* **RECORDS FOR THIS EXERCISE**:
↓

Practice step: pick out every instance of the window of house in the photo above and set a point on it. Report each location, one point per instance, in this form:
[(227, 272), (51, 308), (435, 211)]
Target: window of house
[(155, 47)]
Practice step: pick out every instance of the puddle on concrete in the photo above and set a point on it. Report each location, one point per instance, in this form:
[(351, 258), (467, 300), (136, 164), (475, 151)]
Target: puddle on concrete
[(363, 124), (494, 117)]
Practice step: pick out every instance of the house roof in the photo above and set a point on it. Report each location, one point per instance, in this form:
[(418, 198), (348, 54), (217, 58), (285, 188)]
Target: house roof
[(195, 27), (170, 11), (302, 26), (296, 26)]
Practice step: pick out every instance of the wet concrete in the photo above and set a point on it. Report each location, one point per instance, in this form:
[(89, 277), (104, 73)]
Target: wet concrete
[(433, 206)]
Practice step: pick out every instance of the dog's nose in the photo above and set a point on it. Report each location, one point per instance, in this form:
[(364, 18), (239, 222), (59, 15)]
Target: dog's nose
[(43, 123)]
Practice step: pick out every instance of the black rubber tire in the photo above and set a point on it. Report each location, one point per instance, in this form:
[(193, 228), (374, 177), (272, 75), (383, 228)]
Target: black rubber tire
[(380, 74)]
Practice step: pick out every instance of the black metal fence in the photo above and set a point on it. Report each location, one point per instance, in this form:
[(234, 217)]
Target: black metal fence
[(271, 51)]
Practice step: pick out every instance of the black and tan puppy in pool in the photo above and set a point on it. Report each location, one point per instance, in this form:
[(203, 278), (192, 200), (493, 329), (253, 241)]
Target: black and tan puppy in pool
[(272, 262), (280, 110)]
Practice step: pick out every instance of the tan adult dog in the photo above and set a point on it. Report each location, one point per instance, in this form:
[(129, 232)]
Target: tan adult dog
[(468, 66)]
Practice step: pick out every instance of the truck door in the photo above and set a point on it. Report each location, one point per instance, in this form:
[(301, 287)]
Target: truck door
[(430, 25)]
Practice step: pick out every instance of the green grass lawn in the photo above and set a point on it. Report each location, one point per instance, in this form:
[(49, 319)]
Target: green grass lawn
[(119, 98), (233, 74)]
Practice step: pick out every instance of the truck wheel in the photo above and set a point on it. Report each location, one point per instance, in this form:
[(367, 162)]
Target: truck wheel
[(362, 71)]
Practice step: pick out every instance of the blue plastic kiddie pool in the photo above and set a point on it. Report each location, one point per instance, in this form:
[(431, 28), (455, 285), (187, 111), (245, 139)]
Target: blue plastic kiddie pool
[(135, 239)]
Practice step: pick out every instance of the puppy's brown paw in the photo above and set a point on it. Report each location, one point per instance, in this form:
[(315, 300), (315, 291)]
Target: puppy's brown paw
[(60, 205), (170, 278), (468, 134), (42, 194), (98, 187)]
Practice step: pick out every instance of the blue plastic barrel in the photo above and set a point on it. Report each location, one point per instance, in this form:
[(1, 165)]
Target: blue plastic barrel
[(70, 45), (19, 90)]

↑

* **OBJECTIVE**:
Put each line of the listing above into a Markdown table with two columns, No. and Text, numbering the rows in order and skipping any blank lines.

* **REPLY TO THE EXERCISE**:
| No. | Text |
|---|---|
| 1 | Practice step: pick out every instance of the window of house in the photo above and set a point on it. Report each location, one point per instance, in this form: |
| 2 | [(227, 272), (51, 308), (435, 211)] |
| 3 | Target: window of house |
| 4 | [(155, 47)] |
| 5 | Practice step: pick out every instance of the puddle on concrete in the photo above and set a point on it. Report each location, one point per instance, in this form: |
| 6 | [(351, 258), (467, 300), (136, 164), (475, 151)] |
| 7 | Target: puddle on concrete |
| 8 | [(363, 124), (494, 117)] |
| 9 | Practice step: pick out every instance of the house roof in the photo above and set a point on it. Report each location, one point per instance, in this form: |
| 10 | [(418, 198), (348, 54), (217, 58), (285, 188)] |
| 11 | Target: house roof |
| 12 | [(195, 27), (170, 11), (302, 26), (296, 26)] |
| 13 | Practice step: pick out every instance of the wet concrete in the photo above and set a point on it. Report each location, one point per instance, in this form: |
| 14 | [(89, 277), (104, 73)] |
| 15 | Target: wet concrete |
| 16 | [(433, 206)] |
| 17 | Practice step: pick out every instance of the dog's nose in the photo above and set a point on it. Report each location, one point per instance, in this form: |
| 18 | [(364, 18), (239, 222), (59, 15)] |
| 19 | Target: dog's nose |
| 20 | [(43, 123)] |
| 21 | Practice step: pick out every instance of the black rubber tire in the photo above and set a point on it. Report each location, one point per instance, in this form: |
| 22 | [(193, 228), (374, 177), (272, 75), (383, 228)] |
| 23 | Target: black rubber tire |
| 24 | [(380, 74)] |
| 25 | Practice step: pick out every instance of the black metal fence in the photo above and set a point on it. Report each location, one point per instance, in this form: |
| 26 | [(234, 217)] |
| 27 | Target: black metal fence |
| 28 | [(271, 51)] |
| 29 | Practice step: pick out every instance of the black and tan puppy in pool in the photo above and set a point on it. Report each location, one point per instance, in this form: |
| 30 | [(203, 278), (192, 200), (493, 329), (253, 241)] |
| 31 | Target: black and tan puppy in pool |
| 32 | [(272, 262), (280, 110)] |
| 33 | Practice step: pick out every instance of the tan adult dog in the photo above and set a point on it. Report each location, one point per instance, in this form: |
| 34 | [(129, 232)] |
| 35 | Target: tan adult dog |
| 36 | [(468, 66)] |
| 37 | Practice step: pick out every instance of the truck door in the photo above and set a point on it. Report each location, one point per instance, in this form: |
| 38 | [(301, 287)] |
| 39 | Target: truck door |
| 40 | [(430, 25)] |
| 41 | Practice step: pick out every instance of the green grass lawn in the photo above and set a point on it. Report each location, one point per instance, in this form: |
| 42 | [(49, 319)] |
| 43 | Target: green grass lawn |
| 44 | [(119, 98), (233, 74)] |
| 45 | Practice step: pick out every instance of the truck wheel in the photo above and set a point on it. Report each location, one point per instance, in this form: |
| 46 | [(367, 162)] |
| 47 | Target: truck wheel |
| 48 | [(362, 71)] |
| 49 | Practice step: pick out every instance of the blue plastic kiddie pool in the photo above and set a point on it. Report each location, one point per instance, in this form: |
| 50 | [(431, 28), (455, 285), (187, 111), (245, 139)] |
| 51 | Target: blue plastic kiddie pool |
| 52 | [(135, 239)] |
| 53 | Practice step: pick out every instance of the puppy's brown paw in the photo above and set a point on it. Report each location, one point per instance, in this form: |
| 54 | [(315, 300), (315, 291)] |
| 55 | Target: puppy's brown paw |
| 56 | [(60, 205), (170, 278), (468, 134), (42, 194), (98, 187)] |
| 57 | Practice step: pick out every instance of the blue plastic barrel in the photo above and set a point on it. Report each location, one point per instance, in this form: |
| 58 | [(1, 165)] |
| 59 | Target: blue plastic barrel |
| 60 | [(70, 45), (19, 90)] |